Top of Dataset extract

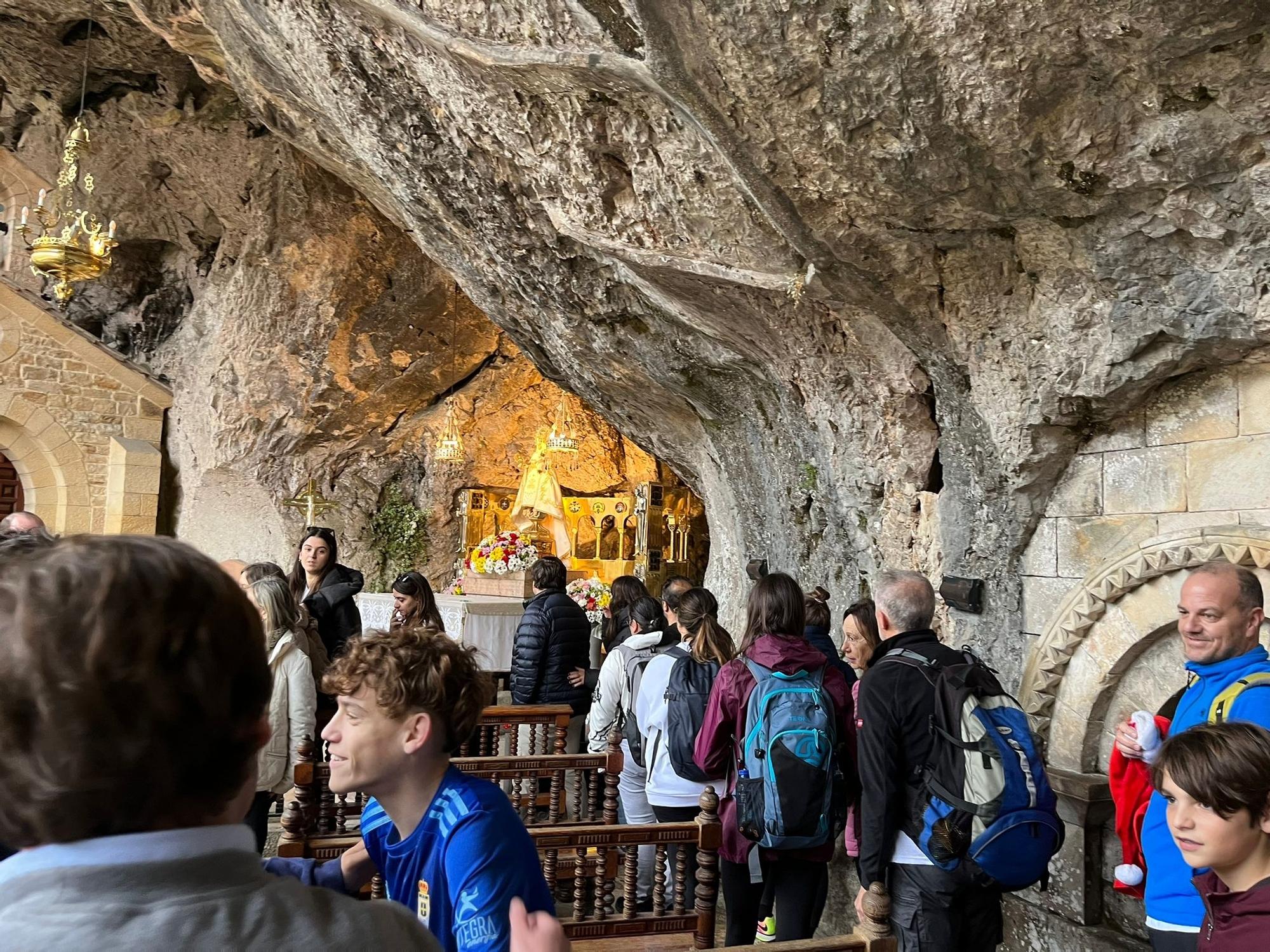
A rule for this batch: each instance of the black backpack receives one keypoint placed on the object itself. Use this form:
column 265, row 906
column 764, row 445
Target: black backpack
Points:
column 686, row 696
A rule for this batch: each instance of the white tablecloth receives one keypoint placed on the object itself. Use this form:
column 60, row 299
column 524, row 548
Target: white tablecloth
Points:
column 486, row 621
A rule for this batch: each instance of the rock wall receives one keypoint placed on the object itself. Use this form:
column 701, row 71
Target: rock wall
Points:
column 797, row 248
column 302, row 332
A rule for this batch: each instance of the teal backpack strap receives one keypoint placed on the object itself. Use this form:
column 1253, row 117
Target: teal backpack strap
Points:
column 1224, row 703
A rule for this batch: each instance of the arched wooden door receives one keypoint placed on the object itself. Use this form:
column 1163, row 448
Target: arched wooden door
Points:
column 11, row 488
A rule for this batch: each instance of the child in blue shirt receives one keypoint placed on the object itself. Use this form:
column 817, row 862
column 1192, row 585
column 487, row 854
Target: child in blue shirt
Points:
column 449, row 846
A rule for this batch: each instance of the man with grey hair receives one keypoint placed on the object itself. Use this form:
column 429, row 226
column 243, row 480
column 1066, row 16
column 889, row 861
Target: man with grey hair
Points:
column 930, row 908
column 1220, row 616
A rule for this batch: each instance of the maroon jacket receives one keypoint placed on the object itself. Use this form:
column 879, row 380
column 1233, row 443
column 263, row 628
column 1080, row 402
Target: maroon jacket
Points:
column 1236, row 922
column 718, row 751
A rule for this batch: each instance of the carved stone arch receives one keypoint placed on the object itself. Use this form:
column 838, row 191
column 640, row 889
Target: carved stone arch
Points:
column 1107, row 623
column 20, row 187
column 50, row 465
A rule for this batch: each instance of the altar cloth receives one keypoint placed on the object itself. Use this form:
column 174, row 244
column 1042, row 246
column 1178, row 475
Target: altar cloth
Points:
column 488, row 623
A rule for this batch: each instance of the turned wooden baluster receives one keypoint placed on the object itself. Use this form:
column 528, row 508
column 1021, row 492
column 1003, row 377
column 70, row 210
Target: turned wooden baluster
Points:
column 549, row 870
column 295, row 826
column 613, row 775
column 577, row 794
column 681, row 876
column 631, row 874
column 877, row 922
column 660, row 882
column 592, row 798
column 580, row 885
column 554, row 803
column 601, row 883
column 326, row 805
column 708, row 870
column 305, row 800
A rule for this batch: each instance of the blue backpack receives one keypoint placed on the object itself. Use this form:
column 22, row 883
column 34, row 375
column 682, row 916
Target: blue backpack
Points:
column 788, row 776
column 985, row 799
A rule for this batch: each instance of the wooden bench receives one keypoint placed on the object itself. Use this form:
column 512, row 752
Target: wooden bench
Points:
column 874, row 935
column 684, row 904
column 500, row 731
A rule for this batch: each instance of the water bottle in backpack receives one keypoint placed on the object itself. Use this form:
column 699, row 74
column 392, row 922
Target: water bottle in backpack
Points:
column 788, row 772
column 985, row 798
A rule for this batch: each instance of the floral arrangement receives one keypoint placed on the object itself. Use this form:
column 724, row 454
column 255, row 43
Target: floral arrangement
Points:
column 505, row 553
column 592, row 597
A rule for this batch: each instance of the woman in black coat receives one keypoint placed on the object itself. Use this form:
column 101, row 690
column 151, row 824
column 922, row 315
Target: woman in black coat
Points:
column 817, row 631
column 552, row 640
column 327, row 590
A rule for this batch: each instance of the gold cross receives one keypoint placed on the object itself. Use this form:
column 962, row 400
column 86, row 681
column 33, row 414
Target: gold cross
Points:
column 312, row 502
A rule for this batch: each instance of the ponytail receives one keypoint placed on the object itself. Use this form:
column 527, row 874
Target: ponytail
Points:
column 698, row 614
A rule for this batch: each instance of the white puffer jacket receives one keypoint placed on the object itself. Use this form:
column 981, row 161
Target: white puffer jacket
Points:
column 293, row 714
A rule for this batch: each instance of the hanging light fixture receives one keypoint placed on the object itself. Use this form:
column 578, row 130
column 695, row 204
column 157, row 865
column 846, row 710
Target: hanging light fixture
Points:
column 73, row 244
column 449, row 447
column 562, row 440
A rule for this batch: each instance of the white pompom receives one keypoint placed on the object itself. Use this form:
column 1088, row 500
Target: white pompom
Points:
column 1130, row 874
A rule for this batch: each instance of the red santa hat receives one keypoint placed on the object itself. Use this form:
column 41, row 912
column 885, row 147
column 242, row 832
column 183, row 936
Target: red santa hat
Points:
column 1131, row 791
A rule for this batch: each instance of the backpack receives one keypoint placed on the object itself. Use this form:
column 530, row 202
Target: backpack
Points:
column 1222, row 703
column 984, row 798
column 788, row 772
column 634, row 675
column 686, row 695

Bottom of Dataset extract

Return, from the data, each line where the string "ponytail" occurs.

A rule for this batch: each instance of the ponytail receives one keypoint placed on the object itself. Use this form:
Target: ponytail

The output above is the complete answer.